Problem: Both the line containing "white paper document" and the last line of the listing are included: write out exactly the lines from one to the other.

Data shown:
• • •
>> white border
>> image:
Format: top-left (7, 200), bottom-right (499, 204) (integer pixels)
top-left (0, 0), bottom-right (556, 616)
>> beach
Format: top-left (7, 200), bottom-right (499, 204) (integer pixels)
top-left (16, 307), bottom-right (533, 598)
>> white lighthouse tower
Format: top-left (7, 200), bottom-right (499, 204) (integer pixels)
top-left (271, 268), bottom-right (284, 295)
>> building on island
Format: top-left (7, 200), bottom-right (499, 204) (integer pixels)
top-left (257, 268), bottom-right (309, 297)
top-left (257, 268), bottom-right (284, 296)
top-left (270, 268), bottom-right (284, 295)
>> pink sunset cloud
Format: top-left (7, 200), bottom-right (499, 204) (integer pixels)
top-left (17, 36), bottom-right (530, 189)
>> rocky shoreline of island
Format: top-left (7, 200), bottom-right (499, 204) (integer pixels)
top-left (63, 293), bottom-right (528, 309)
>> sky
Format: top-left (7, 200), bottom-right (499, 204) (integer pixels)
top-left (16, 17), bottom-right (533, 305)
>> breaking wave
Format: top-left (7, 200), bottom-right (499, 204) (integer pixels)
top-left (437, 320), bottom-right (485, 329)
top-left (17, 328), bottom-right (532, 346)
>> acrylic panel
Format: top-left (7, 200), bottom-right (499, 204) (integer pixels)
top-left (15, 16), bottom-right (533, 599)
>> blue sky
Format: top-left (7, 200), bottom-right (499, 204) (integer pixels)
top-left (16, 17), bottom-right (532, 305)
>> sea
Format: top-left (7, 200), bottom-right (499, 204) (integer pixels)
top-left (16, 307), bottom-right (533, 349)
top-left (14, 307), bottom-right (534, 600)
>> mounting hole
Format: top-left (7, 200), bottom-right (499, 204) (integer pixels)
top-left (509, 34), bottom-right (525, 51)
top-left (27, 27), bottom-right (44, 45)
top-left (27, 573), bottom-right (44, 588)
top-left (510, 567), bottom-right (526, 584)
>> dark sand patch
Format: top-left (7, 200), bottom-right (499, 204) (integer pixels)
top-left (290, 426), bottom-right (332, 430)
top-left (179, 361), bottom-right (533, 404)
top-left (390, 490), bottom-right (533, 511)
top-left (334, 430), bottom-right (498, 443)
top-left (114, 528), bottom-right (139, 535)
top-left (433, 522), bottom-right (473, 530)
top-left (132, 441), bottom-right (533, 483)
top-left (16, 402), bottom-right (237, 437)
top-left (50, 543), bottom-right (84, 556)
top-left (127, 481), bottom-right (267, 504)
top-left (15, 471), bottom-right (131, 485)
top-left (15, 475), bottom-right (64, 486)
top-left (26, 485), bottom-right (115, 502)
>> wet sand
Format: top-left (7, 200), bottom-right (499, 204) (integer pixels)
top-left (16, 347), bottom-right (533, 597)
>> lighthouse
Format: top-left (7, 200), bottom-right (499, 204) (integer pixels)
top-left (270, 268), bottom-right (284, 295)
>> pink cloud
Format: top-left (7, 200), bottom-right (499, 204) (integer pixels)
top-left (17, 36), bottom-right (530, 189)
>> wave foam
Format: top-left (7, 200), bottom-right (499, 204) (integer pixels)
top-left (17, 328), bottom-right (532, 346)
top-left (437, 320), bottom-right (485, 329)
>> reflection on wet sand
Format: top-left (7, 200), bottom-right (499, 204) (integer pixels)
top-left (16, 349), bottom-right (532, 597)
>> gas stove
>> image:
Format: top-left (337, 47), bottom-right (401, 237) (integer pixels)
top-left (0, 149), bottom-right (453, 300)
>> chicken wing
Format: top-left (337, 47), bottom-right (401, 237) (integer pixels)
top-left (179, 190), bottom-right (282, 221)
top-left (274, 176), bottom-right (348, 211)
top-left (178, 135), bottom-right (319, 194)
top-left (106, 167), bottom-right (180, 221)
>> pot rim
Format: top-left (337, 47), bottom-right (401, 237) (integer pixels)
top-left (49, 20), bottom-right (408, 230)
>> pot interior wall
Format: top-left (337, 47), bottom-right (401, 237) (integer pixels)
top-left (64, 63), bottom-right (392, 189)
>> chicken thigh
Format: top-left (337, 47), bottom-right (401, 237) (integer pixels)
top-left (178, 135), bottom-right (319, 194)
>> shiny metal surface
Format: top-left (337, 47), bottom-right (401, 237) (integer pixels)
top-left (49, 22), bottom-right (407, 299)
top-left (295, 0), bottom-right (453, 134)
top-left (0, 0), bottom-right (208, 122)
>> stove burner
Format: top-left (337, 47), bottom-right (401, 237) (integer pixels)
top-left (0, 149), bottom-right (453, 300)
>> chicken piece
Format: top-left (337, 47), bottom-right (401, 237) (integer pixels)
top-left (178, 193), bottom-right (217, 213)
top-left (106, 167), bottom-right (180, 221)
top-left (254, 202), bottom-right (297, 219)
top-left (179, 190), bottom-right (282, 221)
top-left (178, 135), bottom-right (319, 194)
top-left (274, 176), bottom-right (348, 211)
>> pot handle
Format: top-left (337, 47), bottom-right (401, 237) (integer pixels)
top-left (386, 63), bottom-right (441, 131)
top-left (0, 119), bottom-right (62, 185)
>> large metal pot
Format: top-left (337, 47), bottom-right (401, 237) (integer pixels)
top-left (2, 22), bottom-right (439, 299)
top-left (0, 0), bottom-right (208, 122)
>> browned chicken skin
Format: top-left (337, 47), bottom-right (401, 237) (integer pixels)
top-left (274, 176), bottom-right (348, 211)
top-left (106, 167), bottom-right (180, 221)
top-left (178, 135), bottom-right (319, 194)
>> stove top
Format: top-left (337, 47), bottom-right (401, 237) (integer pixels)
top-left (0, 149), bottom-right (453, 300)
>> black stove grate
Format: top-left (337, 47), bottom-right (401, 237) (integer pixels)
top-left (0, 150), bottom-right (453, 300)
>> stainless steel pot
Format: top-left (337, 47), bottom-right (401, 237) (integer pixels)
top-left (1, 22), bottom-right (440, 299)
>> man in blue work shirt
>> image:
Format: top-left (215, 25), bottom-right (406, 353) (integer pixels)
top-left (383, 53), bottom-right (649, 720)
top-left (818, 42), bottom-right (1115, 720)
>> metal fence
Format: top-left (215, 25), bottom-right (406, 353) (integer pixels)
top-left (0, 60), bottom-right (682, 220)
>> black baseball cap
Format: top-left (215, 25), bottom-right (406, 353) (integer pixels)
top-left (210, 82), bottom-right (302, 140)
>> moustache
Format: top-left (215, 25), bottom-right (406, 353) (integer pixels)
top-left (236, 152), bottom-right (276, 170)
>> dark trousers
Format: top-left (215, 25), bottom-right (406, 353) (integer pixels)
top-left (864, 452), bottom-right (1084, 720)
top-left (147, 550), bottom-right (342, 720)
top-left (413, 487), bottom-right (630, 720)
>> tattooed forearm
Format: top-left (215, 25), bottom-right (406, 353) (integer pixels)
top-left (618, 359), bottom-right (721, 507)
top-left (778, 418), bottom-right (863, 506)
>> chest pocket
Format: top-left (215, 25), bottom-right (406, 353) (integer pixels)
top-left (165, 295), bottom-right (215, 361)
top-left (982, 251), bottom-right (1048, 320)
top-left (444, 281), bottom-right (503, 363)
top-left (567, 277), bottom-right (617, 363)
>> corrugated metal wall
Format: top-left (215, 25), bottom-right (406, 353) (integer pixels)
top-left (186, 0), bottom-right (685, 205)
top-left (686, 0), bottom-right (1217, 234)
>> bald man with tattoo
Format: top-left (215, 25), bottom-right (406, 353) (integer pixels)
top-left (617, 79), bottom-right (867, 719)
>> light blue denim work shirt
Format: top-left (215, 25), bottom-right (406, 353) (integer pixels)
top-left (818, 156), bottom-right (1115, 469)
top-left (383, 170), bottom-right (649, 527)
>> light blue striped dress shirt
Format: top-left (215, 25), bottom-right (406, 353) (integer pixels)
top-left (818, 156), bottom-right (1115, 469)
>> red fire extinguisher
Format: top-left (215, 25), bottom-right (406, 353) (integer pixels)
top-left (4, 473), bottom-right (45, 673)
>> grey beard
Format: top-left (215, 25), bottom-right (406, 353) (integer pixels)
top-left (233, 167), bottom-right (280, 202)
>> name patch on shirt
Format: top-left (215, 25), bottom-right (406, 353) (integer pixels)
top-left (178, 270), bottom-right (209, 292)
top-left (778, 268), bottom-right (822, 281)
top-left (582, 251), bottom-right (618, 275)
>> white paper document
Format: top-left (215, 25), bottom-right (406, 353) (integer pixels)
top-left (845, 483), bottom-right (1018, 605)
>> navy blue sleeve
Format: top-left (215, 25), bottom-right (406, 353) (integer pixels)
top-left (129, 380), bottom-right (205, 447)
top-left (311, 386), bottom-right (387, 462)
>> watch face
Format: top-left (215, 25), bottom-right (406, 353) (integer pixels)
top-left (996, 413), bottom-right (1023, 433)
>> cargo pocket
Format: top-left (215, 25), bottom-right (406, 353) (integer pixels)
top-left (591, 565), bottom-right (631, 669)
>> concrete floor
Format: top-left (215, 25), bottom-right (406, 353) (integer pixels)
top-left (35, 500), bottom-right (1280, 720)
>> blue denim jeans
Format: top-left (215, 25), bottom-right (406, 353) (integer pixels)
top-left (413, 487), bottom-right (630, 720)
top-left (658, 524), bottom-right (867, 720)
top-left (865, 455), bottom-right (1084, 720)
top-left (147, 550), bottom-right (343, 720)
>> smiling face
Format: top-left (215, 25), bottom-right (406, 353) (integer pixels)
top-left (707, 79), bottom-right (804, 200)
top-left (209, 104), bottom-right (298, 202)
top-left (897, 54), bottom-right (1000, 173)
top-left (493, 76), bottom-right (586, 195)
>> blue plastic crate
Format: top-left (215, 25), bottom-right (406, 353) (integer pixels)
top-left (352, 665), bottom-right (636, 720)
• • •
Answer in full:
>> white paper document
Format: top-left (215, 25), bottom-right (406, 353) (integer pixels)
top-left (845, 483), bottom-right (1018, 605)
>> navy blue sleeve
Format: top-left (215, 25), bottom-right (406, 353) (integer pixels)
top-left (129, 380), bottom-right (205, 447)
top-left (311, 386), bottom-right (387, 462)
>> watch face
Format: top-left (215, 25), bottom-right (406, 353) (integer pixels)
top-left (996, 413), bottom-right (1023, 433)
>> cargo pocket
Format: top-left (215, 25), bottom-right (406, 353) (integer pixels)
top-left (591, 565), bottom-right (631, 669)
>> concrete floor
Format: top-left (215, 25), bottom-right (406, 353) (integer pixels)
top-left (35, 500), bottom-right (1280, 720)
>> blue denim jeans
Format: top-left (215, 25), bottom-right (406, 353) (integer pixels)
top-left (413, 487), bottom-right (630, 720)
top-left (658, 524), bottom-right (867, 720)
top-left (865, 455), bottom-right (1084, 720)
top-left (147, 550), bottom-right (343, 720)
>> smiling face
Format: top-left (215, 25), bottom-right (406, 353) (integer pixels)
top-left (707, 79), bottom-right (804, 200)
top-left (209, 104), bottom-right (298, 202)
top-left (897, 54), bottom-right (1000, 173)
top-left (493, 76), bottom-right (586, 195)
>> blue plastic crate
Format: top-left (215, 25), bottom-right (406, 353) (integer pixels)
top-left (352, 665), bottom-right (636, 720)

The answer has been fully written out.